-- Given request --
Return the rows below unchanged, from the row containing "Bet you can't find tall" up to and including the row containing "[921,437,1046,819]".

*** Listed records ***

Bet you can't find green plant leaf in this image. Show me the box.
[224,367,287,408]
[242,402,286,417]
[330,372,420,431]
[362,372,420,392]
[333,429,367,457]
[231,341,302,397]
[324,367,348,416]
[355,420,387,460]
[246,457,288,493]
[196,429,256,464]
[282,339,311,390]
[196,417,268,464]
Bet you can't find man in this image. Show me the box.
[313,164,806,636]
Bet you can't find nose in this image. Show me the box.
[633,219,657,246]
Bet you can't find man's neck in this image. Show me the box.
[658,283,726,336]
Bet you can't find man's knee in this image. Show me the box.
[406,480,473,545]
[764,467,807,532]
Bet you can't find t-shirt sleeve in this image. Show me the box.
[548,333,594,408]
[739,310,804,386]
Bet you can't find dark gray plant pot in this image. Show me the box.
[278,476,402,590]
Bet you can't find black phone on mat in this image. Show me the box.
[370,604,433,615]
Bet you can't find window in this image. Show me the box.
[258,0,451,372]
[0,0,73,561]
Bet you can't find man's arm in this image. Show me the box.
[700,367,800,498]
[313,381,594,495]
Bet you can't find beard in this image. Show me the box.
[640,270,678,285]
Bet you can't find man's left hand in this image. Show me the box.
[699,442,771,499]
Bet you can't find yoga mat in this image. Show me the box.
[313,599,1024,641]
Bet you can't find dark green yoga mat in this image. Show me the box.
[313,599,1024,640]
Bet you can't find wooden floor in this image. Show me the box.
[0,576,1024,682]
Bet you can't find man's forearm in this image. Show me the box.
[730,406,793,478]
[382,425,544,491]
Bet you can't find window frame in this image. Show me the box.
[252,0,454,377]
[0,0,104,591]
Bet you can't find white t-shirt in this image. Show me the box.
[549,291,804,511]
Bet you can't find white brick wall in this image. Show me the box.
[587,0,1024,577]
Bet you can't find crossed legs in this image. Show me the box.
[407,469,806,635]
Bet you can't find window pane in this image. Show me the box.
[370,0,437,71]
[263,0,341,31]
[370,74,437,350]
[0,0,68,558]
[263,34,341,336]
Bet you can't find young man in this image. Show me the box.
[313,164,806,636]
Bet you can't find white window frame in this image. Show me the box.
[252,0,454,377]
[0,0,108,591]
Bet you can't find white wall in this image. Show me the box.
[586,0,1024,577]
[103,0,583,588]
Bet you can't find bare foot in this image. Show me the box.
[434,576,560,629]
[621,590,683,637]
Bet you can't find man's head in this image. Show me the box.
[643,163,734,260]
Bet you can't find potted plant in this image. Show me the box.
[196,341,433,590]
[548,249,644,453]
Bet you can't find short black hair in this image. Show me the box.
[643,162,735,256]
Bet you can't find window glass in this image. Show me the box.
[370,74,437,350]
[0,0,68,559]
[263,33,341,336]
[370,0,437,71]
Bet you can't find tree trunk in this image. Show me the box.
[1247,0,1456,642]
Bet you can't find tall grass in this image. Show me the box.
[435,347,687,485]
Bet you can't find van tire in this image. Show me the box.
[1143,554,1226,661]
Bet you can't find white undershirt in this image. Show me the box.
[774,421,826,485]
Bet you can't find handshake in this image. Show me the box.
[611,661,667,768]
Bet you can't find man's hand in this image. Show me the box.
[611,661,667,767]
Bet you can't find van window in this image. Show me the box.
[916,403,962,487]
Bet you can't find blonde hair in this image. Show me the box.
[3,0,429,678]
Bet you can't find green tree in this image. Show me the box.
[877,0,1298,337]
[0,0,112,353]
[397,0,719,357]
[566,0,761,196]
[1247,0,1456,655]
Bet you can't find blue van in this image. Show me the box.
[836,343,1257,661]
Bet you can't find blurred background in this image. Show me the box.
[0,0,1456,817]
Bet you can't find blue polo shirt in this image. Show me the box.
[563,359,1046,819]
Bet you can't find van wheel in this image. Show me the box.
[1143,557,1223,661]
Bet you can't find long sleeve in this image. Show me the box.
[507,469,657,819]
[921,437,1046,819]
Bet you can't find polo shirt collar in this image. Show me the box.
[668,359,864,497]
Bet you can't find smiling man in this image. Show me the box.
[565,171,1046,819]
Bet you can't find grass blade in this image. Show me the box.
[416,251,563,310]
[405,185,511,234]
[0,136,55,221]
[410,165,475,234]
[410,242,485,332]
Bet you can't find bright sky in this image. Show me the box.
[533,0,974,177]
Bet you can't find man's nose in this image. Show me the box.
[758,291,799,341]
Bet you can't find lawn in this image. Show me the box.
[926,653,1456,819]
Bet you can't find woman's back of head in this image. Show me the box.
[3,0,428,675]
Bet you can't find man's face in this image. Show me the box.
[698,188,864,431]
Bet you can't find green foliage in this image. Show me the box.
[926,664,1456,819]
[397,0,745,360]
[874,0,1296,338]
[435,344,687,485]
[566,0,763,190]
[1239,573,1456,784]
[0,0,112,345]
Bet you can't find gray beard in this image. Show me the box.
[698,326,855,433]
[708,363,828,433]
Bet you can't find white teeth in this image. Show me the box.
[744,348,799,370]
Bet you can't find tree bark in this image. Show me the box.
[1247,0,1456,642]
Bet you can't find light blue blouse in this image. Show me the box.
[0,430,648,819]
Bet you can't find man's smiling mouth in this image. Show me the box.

***

-- Answer for the task --
Bet you can't find tall grass in this image. Show me the box.
[435,347,687,485]
Bet you can't find van tire in this image. Show me the box.
[1143,554,1226,661]
Bet you can't find white undershirt in this image. Show me the box.
[774,421,826,485]
Bet you can't find handshake in this image. Show me the box.
[611,661,667,768]
Bet you can't find man's hand in this image. Show me the box.
[611,661,667,767]
Bet you can't find van window in this image. Show me the box.
[916,403,962,487]
Bet you can't find blonde hair in this image. Show me the box.
[3,0,429,678]
Bet you can't find green tree in this image. Show me the box.
[877,0,1298,337]
[0,0,112,353]
[397,0,719,357]
[566,0,761,196]
[1247,0,1456,655]
Bet you can't find blue van in this image. Show me the box.
[836,343,1257,661]
Bet you can't find blurred background in this image. Show me the box.
[0,0,1456,817]
Bet you can't find blue polo shirt in this image. Show me the box.
[563,359,1046,819]
Bet you can't find van wheel in this image. Show me the box.
[1143,557,1223,661]
Bet you can't find long sleeve in this image. Show me the box.
[507,469,657,819]
[921,437,1046,819]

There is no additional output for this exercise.